### EXCERPTED TEXT:
>> Begin

The Department of Justice and the SEC settled FCPA cases with Alcantel-Lucent S.A., a company formed in a November 30, 2006 merger involving Paris, France based Alcantel, S.A. and U.S. based Lucent Technologies, Inc. U.S. v. Alcatel-Lucent S.A., (S.D. Fla. Dec. 27, 2010); U.S. v. Alcatel-Lucent France S.A., (S.D.F.a. Dec. 27, 2010); SEC v. Alcatel-Lucent, S.A., Case No. 1:10-cv-24620 (S.D. Fla. Dec. 27, 2010). The cases allege violations of the anti-bribery, books and records and internal control provisions of the FCPA between December 2001 and June 2006. Until November 30, 2006, Alcatel’s ADRs were registered with the Commission and traded in New York.

Prior to the 2006 merger Alcatel, a French telecommunications equipment and services company, conducted much of its business through subsidiaries. Those subsidiaries in turn retained local business agents who helped the company secure business. Using this business model, the company paid bribes in Costa Rica, Honduras, Malaysia and Taiwan. It also violated the internal control provisions of the FCPA related to hiring third party agents in Kenya, Nigeria, Bangladesh, Ecuador, Nicaragua, Angola, Ivory Coast, Uganda and Mali.

Specifically, during the time period, the court filings stated that:

• In Costa Rica, Alcatel CIT (now known as Alcatel-Lucent France S.A.) obtained three contracts worth more than $300 million which yielded profits of over $23 million. About $18 million was paid to two consultants retained by Alcatel Standard A.G. (now known as Alcatel-Lucent Trade International A.G.). About half of that sum was passed to government officials. Phony invoices were used to conceal the scheme.

• In Honduras, Alcatel CIT was able to retain contracts worth about $47 million which yielded profits of about $870,000. Those contacts resulted from payments made to a local consultant who was personally selected by the brother of a senior Honduran government official. Significant portions of the payments made to the consultant, a perfume distributor with no experience in the telecommunications business, went to government officials.

• In Malaysia, bribes were paid through agents to obtain or retain a telecommunications contract valued at about $85 million.

• In Taiwan, Alcatel Standard retained two consultants on behalf of another subsidiary in Taiwan to assist in obtaining an axle counting contract worth about $19.2 million. The two consultants were paid about $950,000 despite the fact that neither had telecommunications experience. The consultants were retained so that Alcatel SEL A.G. (now known as Alcatel-Lucent Deutschland A.G.) could funnel payments through them to Taiwanese legislators to influence the award of the contract which yielded profits of about $4.34 million.

All of these payments were improperly recorded in the books and records of the subsidiaries and the parent company. This resulted, according to the court papers, from a lax system of internal controls.

To settle with DOJ, the parent company entered into a deferred prosecution agreement. The two count information charged violations of the FCPA internal controls and books and records provisions. Under the terms of the agreement, the company will pay a $92 million criminal fine and a monitor will be installed for three years. In addition, subsidiaries Alcatel-Lucent France S.A., Alcatel-Lucent Trade International A.G., and Alcatel Centroamerica S.A. (formerly known as Alcatel de Costa Rica S.A.) each agreed to plead guilty to a one count information charging conspiracy to violate the anti-bribery, books and records and internal control provisions of the FCPA.

>> End

Object position labeling records
>> Begin

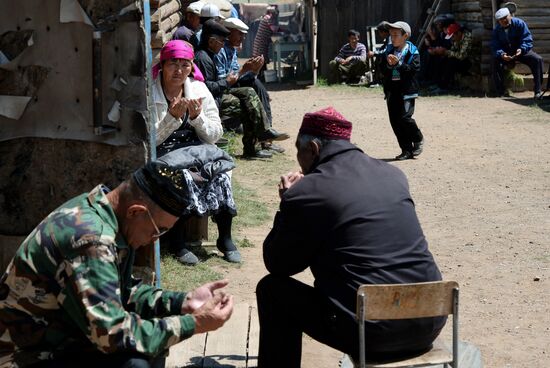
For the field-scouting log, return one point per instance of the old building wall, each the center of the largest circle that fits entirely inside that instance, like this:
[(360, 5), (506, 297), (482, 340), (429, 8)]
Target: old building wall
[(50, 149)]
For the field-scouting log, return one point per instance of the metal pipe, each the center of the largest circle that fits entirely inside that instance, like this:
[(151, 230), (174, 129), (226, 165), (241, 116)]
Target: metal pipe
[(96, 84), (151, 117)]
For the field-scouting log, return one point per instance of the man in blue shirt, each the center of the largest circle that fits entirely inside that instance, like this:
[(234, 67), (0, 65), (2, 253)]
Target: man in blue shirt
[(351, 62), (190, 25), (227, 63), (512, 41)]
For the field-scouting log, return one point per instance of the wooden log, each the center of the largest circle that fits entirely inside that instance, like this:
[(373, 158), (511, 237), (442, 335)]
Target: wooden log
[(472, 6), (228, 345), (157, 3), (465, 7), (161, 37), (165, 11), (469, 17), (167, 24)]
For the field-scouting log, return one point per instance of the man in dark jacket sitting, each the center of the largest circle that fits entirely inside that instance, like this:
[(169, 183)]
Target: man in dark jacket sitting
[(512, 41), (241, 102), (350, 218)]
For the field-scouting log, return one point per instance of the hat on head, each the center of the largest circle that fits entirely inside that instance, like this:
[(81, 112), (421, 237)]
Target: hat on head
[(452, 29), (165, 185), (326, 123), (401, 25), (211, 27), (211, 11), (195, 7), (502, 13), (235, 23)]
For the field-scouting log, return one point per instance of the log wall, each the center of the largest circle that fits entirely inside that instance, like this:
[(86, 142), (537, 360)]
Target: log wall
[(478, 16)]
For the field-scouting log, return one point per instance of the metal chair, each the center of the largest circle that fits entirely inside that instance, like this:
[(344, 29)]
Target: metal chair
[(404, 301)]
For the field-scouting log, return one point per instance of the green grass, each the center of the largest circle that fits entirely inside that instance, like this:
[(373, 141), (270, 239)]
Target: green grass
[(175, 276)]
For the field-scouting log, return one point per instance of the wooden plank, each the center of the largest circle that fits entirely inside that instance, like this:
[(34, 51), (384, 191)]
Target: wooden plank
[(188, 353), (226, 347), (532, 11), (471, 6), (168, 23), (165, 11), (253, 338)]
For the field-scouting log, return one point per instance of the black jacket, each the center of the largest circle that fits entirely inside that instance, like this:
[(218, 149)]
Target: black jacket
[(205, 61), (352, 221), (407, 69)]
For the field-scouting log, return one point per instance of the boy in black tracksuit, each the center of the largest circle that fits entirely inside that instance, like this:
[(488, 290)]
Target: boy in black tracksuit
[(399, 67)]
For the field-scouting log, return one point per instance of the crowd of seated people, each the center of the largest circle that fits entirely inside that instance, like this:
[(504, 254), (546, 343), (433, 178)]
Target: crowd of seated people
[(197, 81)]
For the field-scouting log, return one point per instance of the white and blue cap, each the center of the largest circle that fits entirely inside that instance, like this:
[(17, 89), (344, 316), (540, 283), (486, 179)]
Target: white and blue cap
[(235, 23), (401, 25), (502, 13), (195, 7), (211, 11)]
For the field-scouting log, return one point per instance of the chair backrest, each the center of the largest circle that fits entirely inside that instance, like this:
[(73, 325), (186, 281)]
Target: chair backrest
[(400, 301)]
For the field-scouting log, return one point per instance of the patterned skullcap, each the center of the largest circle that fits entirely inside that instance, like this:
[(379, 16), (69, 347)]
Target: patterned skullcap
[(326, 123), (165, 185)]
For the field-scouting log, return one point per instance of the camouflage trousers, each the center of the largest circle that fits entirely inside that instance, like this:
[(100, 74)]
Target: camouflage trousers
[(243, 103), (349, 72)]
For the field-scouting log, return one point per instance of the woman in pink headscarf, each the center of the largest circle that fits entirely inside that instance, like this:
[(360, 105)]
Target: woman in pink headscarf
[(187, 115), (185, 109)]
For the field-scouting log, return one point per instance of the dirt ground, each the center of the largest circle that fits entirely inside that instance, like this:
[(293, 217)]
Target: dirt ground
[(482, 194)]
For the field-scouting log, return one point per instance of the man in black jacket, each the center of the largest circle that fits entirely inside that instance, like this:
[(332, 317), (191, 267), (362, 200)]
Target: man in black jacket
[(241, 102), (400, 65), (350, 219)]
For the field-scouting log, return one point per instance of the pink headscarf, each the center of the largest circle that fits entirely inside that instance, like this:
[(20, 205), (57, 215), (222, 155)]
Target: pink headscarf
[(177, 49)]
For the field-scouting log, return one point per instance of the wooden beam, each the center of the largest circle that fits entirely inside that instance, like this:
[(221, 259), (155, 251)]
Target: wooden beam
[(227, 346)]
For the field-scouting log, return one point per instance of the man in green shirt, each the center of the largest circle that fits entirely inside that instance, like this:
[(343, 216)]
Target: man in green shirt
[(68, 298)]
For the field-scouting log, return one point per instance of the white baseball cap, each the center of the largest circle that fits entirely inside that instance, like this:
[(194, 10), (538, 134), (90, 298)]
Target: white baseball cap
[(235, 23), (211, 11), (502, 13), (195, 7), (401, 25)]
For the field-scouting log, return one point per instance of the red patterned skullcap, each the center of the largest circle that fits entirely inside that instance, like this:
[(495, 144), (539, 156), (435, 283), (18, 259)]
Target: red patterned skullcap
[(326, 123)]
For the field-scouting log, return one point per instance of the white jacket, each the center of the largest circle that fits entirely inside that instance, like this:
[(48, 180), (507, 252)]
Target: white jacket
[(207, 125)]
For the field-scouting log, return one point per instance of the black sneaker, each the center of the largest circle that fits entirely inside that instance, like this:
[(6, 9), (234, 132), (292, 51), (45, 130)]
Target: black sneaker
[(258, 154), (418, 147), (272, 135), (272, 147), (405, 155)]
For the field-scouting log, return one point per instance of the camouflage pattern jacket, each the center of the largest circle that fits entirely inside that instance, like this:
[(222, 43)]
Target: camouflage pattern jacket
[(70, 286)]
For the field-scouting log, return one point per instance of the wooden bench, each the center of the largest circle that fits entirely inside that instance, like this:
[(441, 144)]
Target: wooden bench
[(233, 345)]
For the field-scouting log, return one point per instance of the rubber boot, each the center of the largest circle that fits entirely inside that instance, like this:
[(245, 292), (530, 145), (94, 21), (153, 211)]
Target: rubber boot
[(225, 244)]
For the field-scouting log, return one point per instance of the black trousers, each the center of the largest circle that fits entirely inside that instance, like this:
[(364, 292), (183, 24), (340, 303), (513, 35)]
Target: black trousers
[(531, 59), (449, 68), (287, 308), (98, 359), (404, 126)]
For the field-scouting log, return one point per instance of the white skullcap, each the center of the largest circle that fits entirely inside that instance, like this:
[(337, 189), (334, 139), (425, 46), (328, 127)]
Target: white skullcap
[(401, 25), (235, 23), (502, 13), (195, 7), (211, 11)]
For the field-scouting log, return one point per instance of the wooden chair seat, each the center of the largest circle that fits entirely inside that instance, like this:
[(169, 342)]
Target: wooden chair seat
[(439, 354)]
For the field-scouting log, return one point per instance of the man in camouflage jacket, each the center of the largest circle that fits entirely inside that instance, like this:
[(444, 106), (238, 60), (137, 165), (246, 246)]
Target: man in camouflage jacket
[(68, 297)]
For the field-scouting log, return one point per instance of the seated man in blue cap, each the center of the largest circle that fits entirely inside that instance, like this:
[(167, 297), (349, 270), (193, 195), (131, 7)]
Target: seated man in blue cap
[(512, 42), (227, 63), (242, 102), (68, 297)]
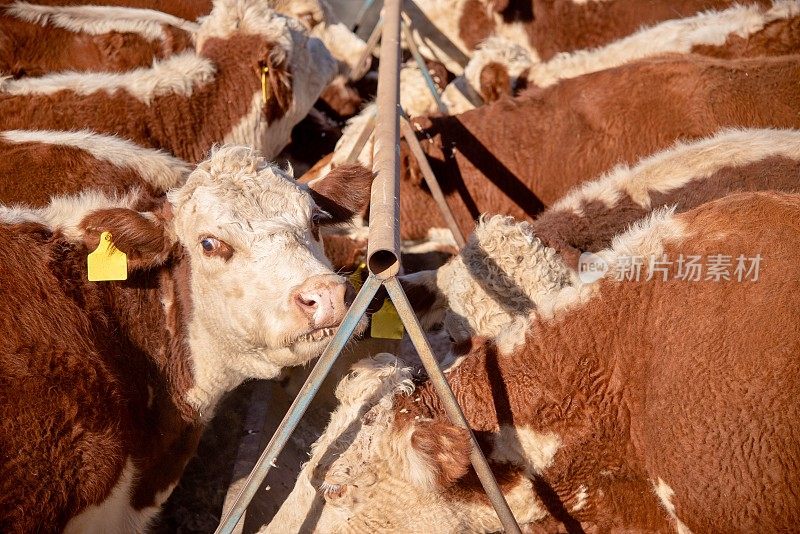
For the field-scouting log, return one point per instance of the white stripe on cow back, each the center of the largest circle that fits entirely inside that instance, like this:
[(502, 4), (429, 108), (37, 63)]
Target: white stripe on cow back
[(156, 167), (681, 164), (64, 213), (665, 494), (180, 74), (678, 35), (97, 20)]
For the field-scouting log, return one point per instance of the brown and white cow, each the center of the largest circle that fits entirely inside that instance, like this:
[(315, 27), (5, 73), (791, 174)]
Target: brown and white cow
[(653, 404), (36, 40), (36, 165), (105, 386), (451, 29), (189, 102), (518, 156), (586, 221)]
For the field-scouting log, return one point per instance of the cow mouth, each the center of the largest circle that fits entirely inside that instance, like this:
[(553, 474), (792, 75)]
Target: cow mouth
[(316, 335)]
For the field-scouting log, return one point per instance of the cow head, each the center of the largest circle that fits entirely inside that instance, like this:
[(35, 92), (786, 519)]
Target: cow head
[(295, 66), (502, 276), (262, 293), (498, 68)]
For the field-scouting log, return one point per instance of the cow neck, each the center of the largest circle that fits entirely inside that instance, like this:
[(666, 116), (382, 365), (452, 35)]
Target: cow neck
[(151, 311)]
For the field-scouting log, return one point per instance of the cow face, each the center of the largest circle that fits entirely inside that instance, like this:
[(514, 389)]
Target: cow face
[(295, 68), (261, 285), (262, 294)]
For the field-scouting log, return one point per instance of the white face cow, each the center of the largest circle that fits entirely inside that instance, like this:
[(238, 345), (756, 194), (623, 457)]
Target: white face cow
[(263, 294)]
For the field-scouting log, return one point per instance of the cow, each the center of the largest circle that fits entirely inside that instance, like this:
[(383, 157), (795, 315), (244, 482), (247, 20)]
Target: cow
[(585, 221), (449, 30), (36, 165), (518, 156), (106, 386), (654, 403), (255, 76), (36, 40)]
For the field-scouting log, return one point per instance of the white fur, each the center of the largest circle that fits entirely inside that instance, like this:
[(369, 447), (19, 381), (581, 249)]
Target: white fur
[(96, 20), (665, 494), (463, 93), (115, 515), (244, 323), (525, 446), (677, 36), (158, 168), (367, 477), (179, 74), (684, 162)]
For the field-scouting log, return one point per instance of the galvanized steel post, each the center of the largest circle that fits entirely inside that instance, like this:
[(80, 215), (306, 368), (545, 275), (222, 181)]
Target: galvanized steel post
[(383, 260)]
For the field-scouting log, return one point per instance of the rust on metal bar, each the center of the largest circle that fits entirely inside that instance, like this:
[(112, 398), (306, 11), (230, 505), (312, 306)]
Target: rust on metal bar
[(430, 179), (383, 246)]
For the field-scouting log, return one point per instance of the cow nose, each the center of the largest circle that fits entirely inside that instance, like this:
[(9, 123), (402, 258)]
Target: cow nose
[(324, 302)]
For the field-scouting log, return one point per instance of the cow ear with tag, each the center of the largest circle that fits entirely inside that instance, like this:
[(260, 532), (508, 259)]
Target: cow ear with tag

>> End

### WORK TO COMPLETE:
• A. Rewrite the part of the Alcatel-Lucent FCPA settlement text that begins at the words "Prior to the" and stops after "Uganda and Mali.", replacing "subsidiaries" with "affiliates".
• B. Carry on the text about the Alcatel-Lucent FCPA settlement from its final sentence.

### ANSWERS FOR THE TASKS:
• A.
Prior to the 2006 merger Alcatel, a French telecommunications equipment and services company, conducted much of its business through affiliates. Those affiliates in turn retained local business agents who helped the company secure business. Using this business model, the company paid bribes in Costa Rica, Honduras, Malaysia and Taiwan. It also violated the internal control provisions of the FCPA related to hiring third party agents in Kenya, Nigeria, Bangladesh, Ecuador, Nicaragua, Angola, Ivory Coast, Uganda and Mali.

• B.
The parent company settled with the SEC by consenting to the entry of a permanent injunction prohibiting future violations of Exchange Act Sections 30A, 13(b)(2)(A), 13(b)(2)(b) and 13(b)(5). The company also agreed to pay disgorgement of $45.372 million and to comply with its undertakings including the appointment of an independent monitor for three years.

According to DOJ, the settlement reflects the cooperation of the company after the merger. Prior to the merger there was “limited and inadequate” cooperation. Following the merger, cooperation improved significantly. In addition, the company on its own initiative and at substantial cost undertook an “unprecedented pledge” to alter its business model and stop using third-party sales and marketing agents in its world wide business.

Previously, two former Alcatel executives were charged with FCPA violations. One, Christian Sapsizian, a French citizen and Alcatel CIT executive, pleaded guilty to FCPA violations and was sentenced to 30 months in prison in September 2008. Edgar Valverde Acosta, a citizen of Costa Rica and former president of Alcatel de Costa Rica, has not been arrested. In January 2010, Alcatel-Lucent agreed to pay $10 million to settle a corruption case brought by the government of Costa Rica based out of the bribery of government officials. The case is the first in Costa Rica’s history in which a foreign corporation paid damages to the government for corruption.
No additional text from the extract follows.